Brief = Write out the whole listing word for word.

(Stored entries)
»»

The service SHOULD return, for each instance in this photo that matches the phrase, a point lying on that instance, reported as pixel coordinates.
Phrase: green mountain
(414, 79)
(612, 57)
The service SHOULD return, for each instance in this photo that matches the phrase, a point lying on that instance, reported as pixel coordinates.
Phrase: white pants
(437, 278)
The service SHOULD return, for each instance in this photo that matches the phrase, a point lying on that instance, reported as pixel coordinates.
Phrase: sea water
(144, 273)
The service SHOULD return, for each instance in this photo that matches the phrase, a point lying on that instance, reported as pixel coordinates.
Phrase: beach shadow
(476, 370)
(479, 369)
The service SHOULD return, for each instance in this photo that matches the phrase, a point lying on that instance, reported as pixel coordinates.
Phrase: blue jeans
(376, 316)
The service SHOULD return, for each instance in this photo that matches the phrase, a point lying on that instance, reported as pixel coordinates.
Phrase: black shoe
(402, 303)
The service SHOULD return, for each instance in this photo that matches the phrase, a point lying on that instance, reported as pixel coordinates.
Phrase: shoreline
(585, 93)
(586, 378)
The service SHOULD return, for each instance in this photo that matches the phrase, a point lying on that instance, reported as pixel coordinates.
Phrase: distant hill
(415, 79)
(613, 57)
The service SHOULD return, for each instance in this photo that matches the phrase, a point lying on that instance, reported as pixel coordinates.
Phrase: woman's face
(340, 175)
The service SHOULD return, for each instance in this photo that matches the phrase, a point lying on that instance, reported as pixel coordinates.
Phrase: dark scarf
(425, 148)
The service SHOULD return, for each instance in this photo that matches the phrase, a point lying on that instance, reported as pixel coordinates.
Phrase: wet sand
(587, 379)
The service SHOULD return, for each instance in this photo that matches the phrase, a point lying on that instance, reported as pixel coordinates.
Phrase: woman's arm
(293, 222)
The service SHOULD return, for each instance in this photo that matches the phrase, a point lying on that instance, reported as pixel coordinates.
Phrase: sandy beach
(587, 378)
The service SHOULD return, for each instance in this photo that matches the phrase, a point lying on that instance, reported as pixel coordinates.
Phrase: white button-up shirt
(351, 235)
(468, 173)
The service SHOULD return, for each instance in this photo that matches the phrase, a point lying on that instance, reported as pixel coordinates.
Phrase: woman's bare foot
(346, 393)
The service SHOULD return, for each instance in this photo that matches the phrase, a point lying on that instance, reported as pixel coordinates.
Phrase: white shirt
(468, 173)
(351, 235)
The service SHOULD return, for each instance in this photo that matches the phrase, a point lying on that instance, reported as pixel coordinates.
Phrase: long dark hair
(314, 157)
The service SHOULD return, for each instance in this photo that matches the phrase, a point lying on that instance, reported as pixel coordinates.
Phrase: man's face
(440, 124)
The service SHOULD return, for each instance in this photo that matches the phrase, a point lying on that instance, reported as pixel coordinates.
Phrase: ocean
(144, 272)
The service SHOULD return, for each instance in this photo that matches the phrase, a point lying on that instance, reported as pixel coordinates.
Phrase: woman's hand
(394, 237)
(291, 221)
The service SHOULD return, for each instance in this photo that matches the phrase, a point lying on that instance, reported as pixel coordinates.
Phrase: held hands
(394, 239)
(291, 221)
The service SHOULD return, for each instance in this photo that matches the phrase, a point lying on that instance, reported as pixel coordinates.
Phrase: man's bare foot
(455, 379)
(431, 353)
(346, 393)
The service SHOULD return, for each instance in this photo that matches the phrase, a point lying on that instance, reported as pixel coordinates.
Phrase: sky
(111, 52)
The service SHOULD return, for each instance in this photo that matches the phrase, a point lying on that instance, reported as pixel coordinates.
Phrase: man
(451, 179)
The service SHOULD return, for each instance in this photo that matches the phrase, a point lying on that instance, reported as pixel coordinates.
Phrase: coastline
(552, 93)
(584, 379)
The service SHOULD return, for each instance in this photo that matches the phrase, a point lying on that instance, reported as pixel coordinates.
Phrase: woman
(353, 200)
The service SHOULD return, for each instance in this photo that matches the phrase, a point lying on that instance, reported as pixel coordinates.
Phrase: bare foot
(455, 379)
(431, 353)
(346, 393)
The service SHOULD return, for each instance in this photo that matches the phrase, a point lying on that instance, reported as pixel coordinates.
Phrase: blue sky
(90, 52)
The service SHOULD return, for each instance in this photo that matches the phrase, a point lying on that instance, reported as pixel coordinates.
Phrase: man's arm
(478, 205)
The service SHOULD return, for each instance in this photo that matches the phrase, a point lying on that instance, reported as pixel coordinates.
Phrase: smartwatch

««

Result for this exercise =
The service SHOULD return, for each instance in this photo that matches the phrase, a point lying on that instance, reported as pixel coordinates.
Phrase: green mountain
(414, 79)
(612, 57)
The service SHOULD return, for each instance in this photo that matches the phrase, a point lying on that instance, reported as pixel coordinates.
Phrase: white pants
(437, 278)
The service SHOULD return, for each instance in this photo that matches the phrase, a point lying on that instance, reported as pixel coordinates.
Phrase: sea water
(144, 273)
The service SHOULD return, for each instance in this photo that matches the phrase, a point lying on that instance, reported as pixel coordinates.
Phrase: beach shadow
(476, 370)
(479, 369)
The service SHOULD return, for each instance in this photo that matches the phrase, a point lying on that instance, reported as pixel coordinates.
Phrase: blue jeans
(376, 316)
The service SHOULD return, for each instance in this photo that matches the phrase, a point lying on that instance, reported as pixel coordinates.
Phrase: black shoe
(402, 303)
The service SHOULD return, for each instance in this photo that matches the phrase, a point lying on that instance, reported as pixel coordinates.
Phrase: shoreline
(585, 93)
(586, 378)
The service SHOULD return, for each instance in this photo that matches the phrase, a point lying on that instance, reported as pixel coordinates.
Phrase: distant hill
(415, 79)
(613, 57)
The service SHOULD return, for each instance in this photo that matches the phrase, a point lying on that instance, reported as pixel coordinates.
Phrase: woman's face
(340, 175)
The service SHOULD return, for each instance in this photo that matches the phrase, a point lying on that instance, reported as pixel coordinates.
Phrase: dark scarf
(425, 148)
The service SHOULD return, for each instance in this photo that matches the phrase, a point lying on that instance, reported as pixel coordinates.
Phrase: wet sand
(587, 379)
The service SHOULD return, for each instance in this photo that matches the phrase, a point lying on that instance, reported as pixel coordinates.
Phrase: woman's arm
(293, 222)
The service SHOULD return, for each instance in this photo that matches the phrase, a point lying on that instance, reported as pixel coordinates.
Phrase: sandy beach
(587, 378)
The service SHOULD return, for each instance in this photo that matches the phrase, a point lying on that instance, reported as pixel coordinates.
Phrase: white button-up shirt
(351, 235)
(468, 173)
The service SHOULD return, for each instance in this photo that matches the phrase, a point lying on that instance, reported as pixel coordinates.
Phrase: woman's bare foot
(346, 393)
The service SHOULD return, for each instance in this photo that matches the phrase, a point lying on that instance, reported as pixel coordinates.
Phrase: white shirt
(468, 173)
(351, 235)
The service SHOULD return, for each instance in this photo that matches the phrase, a point lying on that instance, reported as pixel coordinates.
Phrase: long dark hair
(314, 157)
The service SHOULD return, for each instance in this photo that matches the phrase, a point lying on that instance, reported as pixel coordinates.
Phrase: man's face
(440, 124)
The service SHOULD return, for each instance in this photo that matches the phrase, a point lying on that instance, reported as pixel coordinates.
Phrase: ocean
(144, 272)
The service SHOULD return, for each instance in this photo that matches the phrase, a point lying on that instance, reported as pixel coordinates.
Phrase: woman's hand
(394, 237)
(291, 221)
The service SHOULD return, for each instance in this photo that matches the phrase, a point lying on that instance, reported as pixel coordinates.
Phrase: held hands
(394, 239)
(291, 221)
The service SHOULD return, for each instance in this photo that matches the phrase, a point lying on that instance, reported as pixel coordinates.
Phrase: man's bare foot
(455, 379)
(431, 353)
(346, 393)
The service SHOULD return, for each instance in this photo that matches the phrase, a point lying on that instance, reported as pixel coordinates.
Phrase: sky
(111, 52)
The service SHOULD return, for each instance in this photo that matches the phrase, a point lying on that instance, reported as pixel coordinates.
Phrase: man
(451, 179)
The service SHOULD return, for each instance in this photo that matches the phrase, a point lying on that instance, reported as pixel coordinates.
Phrase: coastline
(552, 93)
(584, 379)
The service SHOULD return, for each instance in this photo that matches the phrase, a point lying on that instance, reported as pixel coordinates.
Phrase: woman
(353, 200)
The service SHOULD return, for each instance in this photo that matches the phrase, a point lying on that instance, reported as pixel coordinates.
Phrase: bare foot
(455, 379)
(431, 353)
(346, 393)
The service SHOULD return, for each instance in this photo that matches the phrase, a point lying on that instance, reported as pixel coordinates.
Phrase: blue sky
(90, 52)
The service SHOULD return, for each instance in this photo that matches the phrase, a point lying on that instance, reported as pixel coordinates.
Phrase: man's arm
(478, 205)
The service SHOULD return, for each instance in this photo that matches the phrase, a point lying on that instance, reported as pixel coordinates.
Phrase: smartwatch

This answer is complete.